• **Задания**:
(1) Какой период глава Высшего хозсуда в своем интервью называет пиком позитивного отношения к судам?
(2) Продолжите интервью с главой Высшего хозсуда с того места, на котором оно заканчивается.

Ракурсhttps://racurs.ua/
Глава Высшего хозсуда Богдан Львов: Программа-максимум — сделать так, чтобы год спустя все не вернулось назад
https://racurs.ua/533-vhsu-sud-bogdan-lvov.htmlРакурс— Богдан Юрьевич, законодатели, по их словам, стремились нивелировать роль председателей судов беспрецедентным годичным ограничением пребывания в должности. Судя по тому, что бои во время выборов на этот пост велись нешуточные, с применением «Правого сектора» в отдельных судах, никто не питает иллюзий относительно того, что роль этой должности удастся свести чуть ли не исключительно к представительским функциям. Года достаточно для того, чтобы достичь какого-то результата в этой должности?
.
— Начну с того, что пиком позитивного отношения к судам был период 2004–2005 г. Тогда общество положительно восприняло решение суда по такому серьезному вопросу, как выборы президента, хотя оно и не было идеальным с юридической точки зрения. Суд был вынужден исходить не только из законов, но и сути права. Затем это доверие пошло, к сожалению, по нисходящей. Я полагаю, что этот срок — год в должности председателя — является исключительно результатом нынешней ситуации в стране. Такого короткого срока, пожалуй, не существует нигде. Думаю, что таким образом законодатель подстраховался на тот случай, если бы обновить систему не удалось с первого захода. Поэтому был оставлен минимальный возможный срок для того, чтобы через год снова вернуться к выборам председателей судов в рамках закона.

Контуры размеченных областей:
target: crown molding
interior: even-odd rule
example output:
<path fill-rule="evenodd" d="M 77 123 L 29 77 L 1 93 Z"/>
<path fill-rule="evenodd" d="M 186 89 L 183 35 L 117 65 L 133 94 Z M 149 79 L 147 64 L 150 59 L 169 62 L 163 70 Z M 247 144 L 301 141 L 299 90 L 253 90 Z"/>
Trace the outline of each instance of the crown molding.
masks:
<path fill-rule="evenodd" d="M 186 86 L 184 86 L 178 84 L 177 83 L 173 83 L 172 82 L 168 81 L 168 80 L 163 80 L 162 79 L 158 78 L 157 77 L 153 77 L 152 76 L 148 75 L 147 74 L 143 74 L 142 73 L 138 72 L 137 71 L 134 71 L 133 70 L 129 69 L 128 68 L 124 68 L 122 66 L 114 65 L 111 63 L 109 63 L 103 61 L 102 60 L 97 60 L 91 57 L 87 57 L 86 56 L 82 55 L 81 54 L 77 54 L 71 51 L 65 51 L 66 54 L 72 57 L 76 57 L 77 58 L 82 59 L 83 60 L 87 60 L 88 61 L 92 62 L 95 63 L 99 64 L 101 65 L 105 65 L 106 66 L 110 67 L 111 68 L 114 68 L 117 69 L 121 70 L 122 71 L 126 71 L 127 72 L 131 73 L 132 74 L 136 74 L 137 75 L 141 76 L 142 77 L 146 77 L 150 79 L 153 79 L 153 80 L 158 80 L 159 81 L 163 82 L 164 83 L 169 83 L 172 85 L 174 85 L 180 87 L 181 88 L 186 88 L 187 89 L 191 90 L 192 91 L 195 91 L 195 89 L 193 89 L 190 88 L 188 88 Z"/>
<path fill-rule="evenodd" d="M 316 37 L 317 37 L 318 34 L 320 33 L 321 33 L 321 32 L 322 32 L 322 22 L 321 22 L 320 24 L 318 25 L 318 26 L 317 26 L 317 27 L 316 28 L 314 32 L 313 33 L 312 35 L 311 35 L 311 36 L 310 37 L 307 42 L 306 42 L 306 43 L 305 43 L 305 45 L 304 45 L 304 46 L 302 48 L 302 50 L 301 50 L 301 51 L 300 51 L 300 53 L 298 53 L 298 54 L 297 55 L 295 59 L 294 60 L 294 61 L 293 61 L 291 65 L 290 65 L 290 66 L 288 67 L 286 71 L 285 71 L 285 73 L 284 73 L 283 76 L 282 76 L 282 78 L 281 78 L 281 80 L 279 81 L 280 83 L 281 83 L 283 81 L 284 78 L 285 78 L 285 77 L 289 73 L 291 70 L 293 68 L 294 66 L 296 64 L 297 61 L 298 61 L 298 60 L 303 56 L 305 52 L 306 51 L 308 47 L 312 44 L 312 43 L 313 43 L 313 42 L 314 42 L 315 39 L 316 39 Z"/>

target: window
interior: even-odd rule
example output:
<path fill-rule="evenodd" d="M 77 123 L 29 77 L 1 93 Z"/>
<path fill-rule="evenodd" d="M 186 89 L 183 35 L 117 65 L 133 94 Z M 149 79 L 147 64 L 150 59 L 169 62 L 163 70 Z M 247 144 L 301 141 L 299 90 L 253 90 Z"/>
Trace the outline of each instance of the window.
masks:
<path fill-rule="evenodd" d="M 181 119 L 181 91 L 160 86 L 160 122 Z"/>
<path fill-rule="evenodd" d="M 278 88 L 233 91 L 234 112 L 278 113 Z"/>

• **Готовые ответы**:
(1) Период 2004–2005 годов.

(2)
Конечно, для нормальной организации работы суда необходимо больше времени. Например, для того, чтобы качественно подготовить более-менее объемное постановление Пленума, которое хотя и имеет рекомендательный характер, но унифицирует судебную практику, год — это минимальный строк. Такая работа включает обобщение сложившейся практики, работу научно-консультативного совета, сбор мнений профессионалов в юриспруденции, научных работников. Затем готовятся выводы, после этого в идеале должно состояться обсуждение, на котором судьи смогут представить и аргументировать свою точку зрения по каждому спорному вопросу. Для того чтобы мы, судьи Высшего хозяйственного суда, могли требовать соблюдения принятого постановления, на этапе его подготовки необходимо предоставить коллегам возможность высказать свои возражения, аргументировать их и попытаться переубедить оппонентов. Постановления Пленума формально носят необязательный характер, но должны учитываться судьями в работе. В том случае, если правовая позиция, изложенная в таком постановлении, полностью соответствует фактической позиции в конкретном деле, отклонения от постановления Пленума недопустимы. Таким образом, еще необходимо время для воплощения теоретических разработок в практические судебные решения.
Итак, мы понимаем, как появился этот срок — год. В том случае, если коллектив поддержит и переизберет еще раз, этот срок может равняться двум годам, что дало бы возможность показать уже более реальный результат. Но я все-таки надеюсь, что если суды оправдают доверие общества, годичный срок будет скорректирован, как и ограничение пребывания в должности. Ведь каждое пребывание в должности имеет различные этапы, позитивные или негативные для коллектива. Результат же приходит со временем. Тот, кто хочет только остаться в должности, будет вынужден заниматься популизмом, что плохо для работы, но позволит быть избранным на второй срок. И выбрать в этом случае «золотую середину» проблематично.
— Результаты голосования свидетельствуют, что кредит доверия коллег у вас есть.
— Я считаю, что судьи все-таки голосовали за себя: не столько за меня, сколько против того, что было. Сейчас моя задача донести до каждого из проголосовавших «за», что они тем самым взяли на себя часть ответственности. Одна из первоочередных, жизненно необходимых задач — это сломать прежний стереотип системы. Чтобы не было повода называть хозяйственные суды коррумпированными. Хотя опросы и так подтверждают в целом неплохое мнение о хозяйственных судах. Но это в сравнении с положением дел в остальных юрисдикциях. А хочется, чтобы отзывались позитивно. Но это большая комплексная проблема, потому что нельзя жить в обществе и быть свободным от него.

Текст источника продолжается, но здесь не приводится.